[Saved entries]
========

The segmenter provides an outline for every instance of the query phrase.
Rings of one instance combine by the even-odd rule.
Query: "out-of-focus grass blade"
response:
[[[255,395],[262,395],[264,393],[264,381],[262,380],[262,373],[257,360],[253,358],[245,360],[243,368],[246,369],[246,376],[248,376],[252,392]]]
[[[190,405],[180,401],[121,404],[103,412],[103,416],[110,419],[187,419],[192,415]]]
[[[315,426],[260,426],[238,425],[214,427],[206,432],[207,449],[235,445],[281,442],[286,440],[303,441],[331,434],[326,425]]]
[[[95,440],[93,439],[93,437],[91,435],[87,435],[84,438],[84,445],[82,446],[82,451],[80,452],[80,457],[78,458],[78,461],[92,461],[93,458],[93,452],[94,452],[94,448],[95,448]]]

========

• **What to do**
Put each line of the entries above into a Markdown table with two columns, Row and Entry line, numbering the rows and skipping blank lines.

• **Solution to the exercise**
| Row | Entry line |
|---|---|
| 1 | The segmenter provides an outline for every instance of the query phrase. |
| 2 | Rings of one instance combine by the even-odd rule. |
| 3 | Query: "out-of-focus grass blade" |
| 4 | response: |
| 5 | [[[255,395],[262,395],[264,393],[264,381],[262,380],[262,373],[257,360],[253,358],[245,360],[243,368],[246,369],[246,376],[248,376],[252,392]]] |
| 6 | [[[190,405],[180,401],[121,404],[103,412],[103,416],[110,419],[187,419],[192,415]]] |
| 7 | [[[315,426],[260,426],[238,425],[214,427],[206,432],[207,449],[235,445],[281,442],[286,440],[303,441],[331,434],[326,425]]] |
| 8 | [[[95,440],[93,439],[93,437],[91,435],[87,435],[84,438],[84,445],[82,446],[82,451],[80,452],[80,457],[78,458],[78,461],[92,461],[93,458],[93,452],[94,452],[94,448],[95,448]]] |